**Requirements**
The lines to extract start at the one containing "Each instance of the man gets" and end with the last line; give them exactly and nothing more.

==== Supplied material

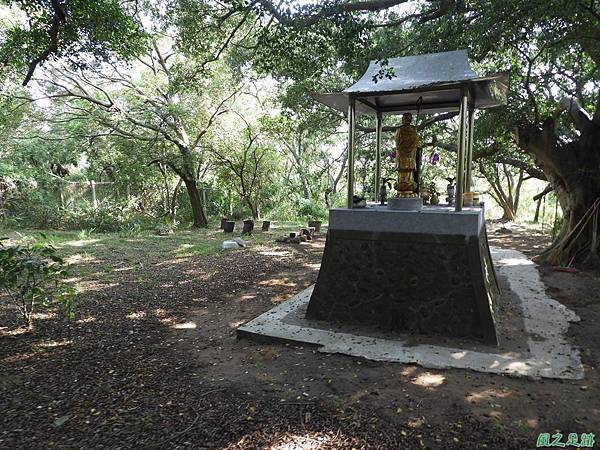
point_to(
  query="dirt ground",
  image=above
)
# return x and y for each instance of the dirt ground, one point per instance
(152, 361)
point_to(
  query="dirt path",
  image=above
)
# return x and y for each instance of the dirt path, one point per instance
(153, 362)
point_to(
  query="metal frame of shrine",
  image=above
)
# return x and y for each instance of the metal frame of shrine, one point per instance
(430, 83)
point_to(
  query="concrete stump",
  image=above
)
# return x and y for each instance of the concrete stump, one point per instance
(427, 272)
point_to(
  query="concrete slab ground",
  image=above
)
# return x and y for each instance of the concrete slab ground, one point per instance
(532, 332)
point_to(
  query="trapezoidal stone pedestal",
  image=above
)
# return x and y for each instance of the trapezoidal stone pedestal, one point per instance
(418, 272)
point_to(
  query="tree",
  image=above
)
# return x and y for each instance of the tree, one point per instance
(246, 164)
(171, 105)
(71, 29)
(552, 49)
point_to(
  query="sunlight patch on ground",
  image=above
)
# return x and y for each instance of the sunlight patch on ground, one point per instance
(301, 442)
(78, 259)
(274, 253)
(184, 326)
(246, 297)
(408, 371)
(81, 243)
(136, 315)
(515, 262)
(44, 316)
(237, 323)
(87, 319)
(487, 395)
(5, 331)
(53, 344)
(429, 380)
(277, 282)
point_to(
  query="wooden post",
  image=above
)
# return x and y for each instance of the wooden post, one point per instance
(469, 170)
(351, 126)
(460, 169)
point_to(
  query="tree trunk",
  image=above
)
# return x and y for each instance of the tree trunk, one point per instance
(196, 202)
(573, 169)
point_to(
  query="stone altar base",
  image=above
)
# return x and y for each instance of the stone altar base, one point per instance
(531, 330)
(417, 272)
(405, 204)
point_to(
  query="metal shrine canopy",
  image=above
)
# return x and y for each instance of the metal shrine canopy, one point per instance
(430, 83)
(436, 78)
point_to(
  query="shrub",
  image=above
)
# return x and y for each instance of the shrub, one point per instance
(32, 275)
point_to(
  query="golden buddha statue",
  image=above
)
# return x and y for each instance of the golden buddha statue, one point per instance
(406, 153)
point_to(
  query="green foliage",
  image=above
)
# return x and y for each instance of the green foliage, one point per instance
(31, 275)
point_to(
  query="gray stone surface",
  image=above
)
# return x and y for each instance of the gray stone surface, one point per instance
(420, 283)
(435, 220)
(405, 204)
(548, 353)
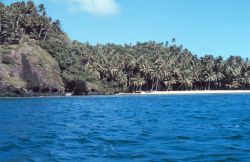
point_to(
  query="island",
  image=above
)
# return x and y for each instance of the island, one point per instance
(37, 58)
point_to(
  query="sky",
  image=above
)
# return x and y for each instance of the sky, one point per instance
(218, 27)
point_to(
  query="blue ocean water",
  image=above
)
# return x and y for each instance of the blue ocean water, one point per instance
(126, 128)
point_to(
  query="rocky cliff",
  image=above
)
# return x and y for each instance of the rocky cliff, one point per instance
(27, 70)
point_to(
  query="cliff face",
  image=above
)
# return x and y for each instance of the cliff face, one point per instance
(28, 70)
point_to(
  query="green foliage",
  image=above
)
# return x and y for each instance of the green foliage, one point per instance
(115, 68)
(8, 60)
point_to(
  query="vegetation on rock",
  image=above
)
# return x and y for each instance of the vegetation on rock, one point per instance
(116, 68)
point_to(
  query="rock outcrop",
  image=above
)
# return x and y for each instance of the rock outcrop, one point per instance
(28, 70)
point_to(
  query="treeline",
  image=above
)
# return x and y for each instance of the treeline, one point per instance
(116, 68)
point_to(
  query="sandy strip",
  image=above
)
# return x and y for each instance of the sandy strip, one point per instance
(190, 92)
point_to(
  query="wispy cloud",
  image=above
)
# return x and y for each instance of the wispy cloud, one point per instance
(96, 7)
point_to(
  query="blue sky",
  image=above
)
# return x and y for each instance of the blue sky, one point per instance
(218, 27)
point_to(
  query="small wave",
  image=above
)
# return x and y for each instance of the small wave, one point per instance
(235, 137)
(8, 147)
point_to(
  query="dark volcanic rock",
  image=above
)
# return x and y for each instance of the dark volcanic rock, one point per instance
(30, 71)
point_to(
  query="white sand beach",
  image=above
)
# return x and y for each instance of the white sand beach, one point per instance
(189, 92)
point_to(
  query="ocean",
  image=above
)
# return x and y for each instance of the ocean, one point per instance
(126, 128)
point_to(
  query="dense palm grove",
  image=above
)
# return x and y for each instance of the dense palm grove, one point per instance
(116, 68)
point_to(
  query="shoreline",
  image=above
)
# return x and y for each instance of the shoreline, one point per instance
(187, 92)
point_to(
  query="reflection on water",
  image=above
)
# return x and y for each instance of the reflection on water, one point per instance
(138, 128)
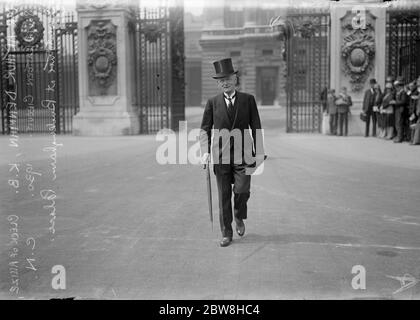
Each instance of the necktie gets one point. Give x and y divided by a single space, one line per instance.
231 109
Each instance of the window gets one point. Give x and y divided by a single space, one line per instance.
234 17
267 52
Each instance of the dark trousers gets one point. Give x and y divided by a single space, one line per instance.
400 123
333 123
226 175
343 120
368 116
416 133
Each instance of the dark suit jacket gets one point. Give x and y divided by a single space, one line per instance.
245 145
368 101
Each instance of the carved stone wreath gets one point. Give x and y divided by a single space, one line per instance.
29 30
102 57
358 51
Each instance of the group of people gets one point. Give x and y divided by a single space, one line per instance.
392 114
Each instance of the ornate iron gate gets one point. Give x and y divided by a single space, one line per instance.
35 88
307 54
403 36
158 45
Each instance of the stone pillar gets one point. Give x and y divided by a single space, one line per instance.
357 51
105 66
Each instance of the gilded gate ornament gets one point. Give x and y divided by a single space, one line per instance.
357 49
102 54
29 30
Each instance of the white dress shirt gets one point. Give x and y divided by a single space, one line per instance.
226 98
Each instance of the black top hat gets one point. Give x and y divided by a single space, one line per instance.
223 68
389 79
399 81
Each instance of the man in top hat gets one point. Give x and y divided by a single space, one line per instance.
369 100
401 109
230 115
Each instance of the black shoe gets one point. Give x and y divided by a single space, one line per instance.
225 241
240 227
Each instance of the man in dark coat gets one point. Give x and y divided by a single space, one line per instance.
236 152
368 104
401 109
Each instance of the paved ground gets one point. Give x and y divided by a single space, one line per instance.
127 227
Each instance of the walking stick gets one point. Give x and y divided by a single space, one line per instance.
207 166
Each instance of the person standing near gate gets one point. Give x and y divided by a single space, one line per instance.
388 102
231 112
368 104
401 109
332 111
343 103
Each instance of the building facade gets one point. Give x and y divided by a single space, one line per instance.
241 30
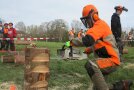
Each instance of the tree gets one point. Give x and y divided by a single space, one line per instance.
21 26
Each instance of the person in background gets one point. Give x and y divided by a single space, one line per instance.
1 34
100 41
116 27
11 34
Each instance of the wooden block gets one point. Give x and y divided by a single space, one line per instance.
36 68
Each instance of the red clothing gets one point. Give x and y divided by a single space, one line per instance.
12 33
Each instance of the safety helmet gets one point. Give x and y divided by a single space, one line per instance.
89 15
121 8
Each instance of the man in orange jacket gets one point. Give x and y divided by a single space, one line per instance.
99 40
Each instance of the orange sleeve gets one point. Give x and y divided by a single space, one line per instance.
96 32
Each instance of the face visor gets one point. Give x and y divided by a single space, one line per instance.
88 20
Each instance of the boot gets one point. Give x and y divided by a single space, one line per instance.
123 85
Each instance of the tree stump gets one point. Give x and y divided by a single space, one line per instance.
36 69
19 57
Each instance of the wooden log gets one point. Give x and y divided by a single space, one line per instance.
23 42
19 57
36 69
7 59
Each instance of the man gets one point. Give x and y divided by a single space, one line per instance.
99 40
116 26
11 34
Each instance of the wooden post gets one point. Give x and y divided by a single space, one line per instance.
36 69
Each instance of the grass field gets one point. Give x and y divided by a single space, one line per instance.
64 75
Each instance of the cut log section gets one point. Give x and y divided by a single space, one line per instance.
39 84
41 58
7 59
19 57
36 68
41 69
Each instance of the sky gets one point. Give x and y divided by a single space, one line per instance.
38 11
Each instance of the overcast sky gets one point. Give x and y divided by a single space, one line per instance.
38 11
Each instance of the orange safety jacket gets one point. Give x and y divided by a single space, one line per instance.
104 46
71 33
80 34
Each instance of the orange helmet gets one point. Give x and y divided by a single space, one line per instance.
121 8
87 9
89 15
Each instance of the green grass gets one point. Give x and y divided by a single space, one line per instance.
65 75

========

**Solution**
Each instance of the man gets one point. Give x and y divided by a single space, one line per instance.
99 40
116 26
11 34
Each instance of the wooden post gets one point. Give x and y divided by a single space, one line per instance.
36 69
Each instance of the grass field gets one point. Give x and y divided by a single space, one line per instance.
64 75
Each instance of the cut log section gets one point. Give x and y divided by a single space, one line per instance.
39 84
41 58
7 59
19 57
36 68
41 69
Each instance of the sky gets one point. Give x and y divided by a single space, one line per instance.
38 11
Each instance of the overcast sky gets one point. Give x and y divided by a single space, one line per instance.
38 11
Each instance of the orange safety jacket gets one point. Give x and y divided by a single space, one line per instance.
104 46
71 33
80 34
Each instance of the orange helmet gets one point. Give x and y divided by a single space, one line per instance.
121 8
87 9
89 15
Each instance of the green grass gets one point. Give x and y divided by a single space, one line per instance.
65 75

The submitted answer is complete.